According to the interview transcript below, why should a caller be told that their name is not needed? State the reason the transcript gives.

-- Begin Excerpt --

Me: I think you just did. <laughing>

   Ellen: Sure, I sexually played these men. Why not? I saw what my friends had. Fools, all of them. I made these guys sign prenupts they thought would protect them… <low chuckle from her> Idiots, all of them.

    17. ARE YOU CONTENT WITH YOUR LIFE AT THIS POINT?

    Ellen: What would you think?

    Me: I think you must be. You seem to be most satisfied judging by your expressions and words.

    Ellen: I am. I made my life on MY TERMS. My likes and dislikes.

 

 

    18. IF NOT CONTENT, DO YOU THINK YOUR HUNGER WILL EVER SUBSIDE?

   Ellen: Mark, did you really ask me this question? There is no satisfying my hunger.

     19. DID YOU FIND PSYCHOPATHY: ANOTHER LIFE HELPFUL IN ANYWAY?

   Ellen: Dearest, Mark. Yes, I did. I found I am not alone in my ambitions and desires. I’m not a killer. I am a user, abuser and sucker of those that are stupid and weak.

 

    <<<At this point, go into idle conversation in areas they would choose to explore. Give them a chance at a Q&A about the BLOG and so forth. Show them respect.>>>

     Me: You sound like a Twisted Sister song.

     Ellen. <laughing, doing Dee Snyder> We’rrrrre not gonna take it!… <laughing louder, yet with a tone less edgy> Thank you for your blog, Mark. I somehow think you are giving warnings to others with words of myself and others. OHHHHH, BEWARE US! WE WILL EAT YOU, SUCK YOU LIKE A VAMPIRE AND CAST YOU TO THE CURB. KNOW US, FOR WE ARE MANY!

     Me: thanks.

     Ellen: Zo, Mark, <asking with a mock German accent> Vat kind of women do you like?

    Me: I really have no type. I do go towards those with long hair.

     Ellen: And vi is dis?

    Me: uhh, something about long flowing hair crossing over shoulders, covering chests?

    Ellen: Please, continue! Go forth!

    Me: I like long hair.

    Ellen: Favorite food?

    Me: Chinese. But I like to try different things.


    Ellen: What is the oddest thing you have eaten?

    Me: Duck-blood soup. I can’t remember the proper speeling: Chi Neenah? My family watched me eat this. I loved it. I also like my steak rare.

     Ellen: So, you like blood?

    Me: I guess I do. I liked that soup much the same as a rare steak.

    Ellen: I see. Can we continue without recording>

    Me: Of course! You are most pleasant to talk to…

 

       AN(authors note) and her and I spoke for about two hours. She became a contact of mine on FaceBook.

      Thanks, Ellen. Hope you like the Americanized name….

 

 

 

 

 

_____________________________________________________________________________________

 

 

 

 

 

     THE QUESTIONS: (THE PREY)

     <Advise caller their name is not needed as this is a blind survey. Their surveys will be assigned a random name for categorization purposes only>

 

     General Information.

-- End Excerpt --
-- Begin Data shown --

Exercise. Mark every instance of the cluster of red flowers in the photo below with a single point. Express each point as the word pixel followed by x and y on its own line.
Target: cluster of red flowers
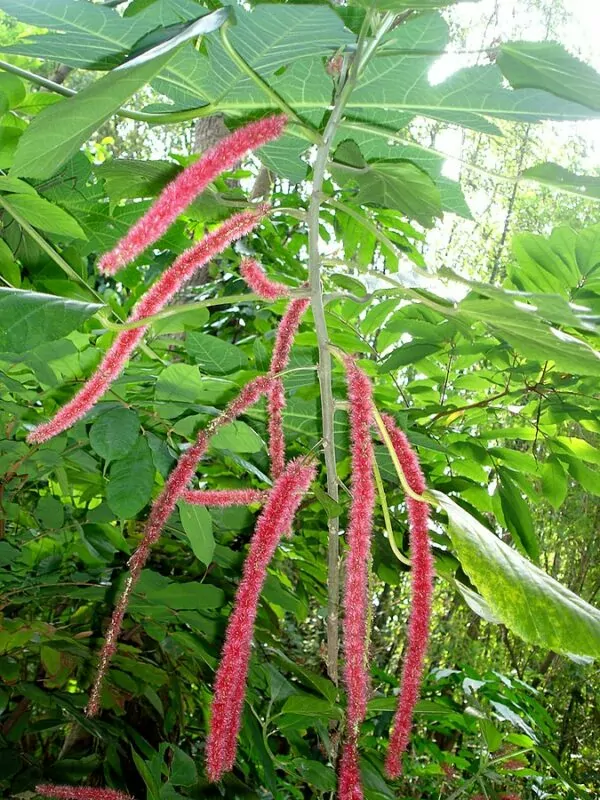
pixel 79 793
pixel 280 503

-- End Data shown --
-- Begin Data shown --

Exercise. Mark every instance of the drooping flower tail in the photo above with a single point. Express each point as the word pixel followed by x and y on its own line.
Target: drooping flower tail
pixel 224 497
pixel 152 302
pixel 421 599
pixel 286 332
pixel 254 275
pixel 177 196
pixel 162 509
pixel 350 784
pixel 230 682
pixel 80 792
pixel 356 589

-- End Data shown --

Expected output —
The caller's name is not needed because this is a blind survey. Each survey is assigned a random name, used only for categorization.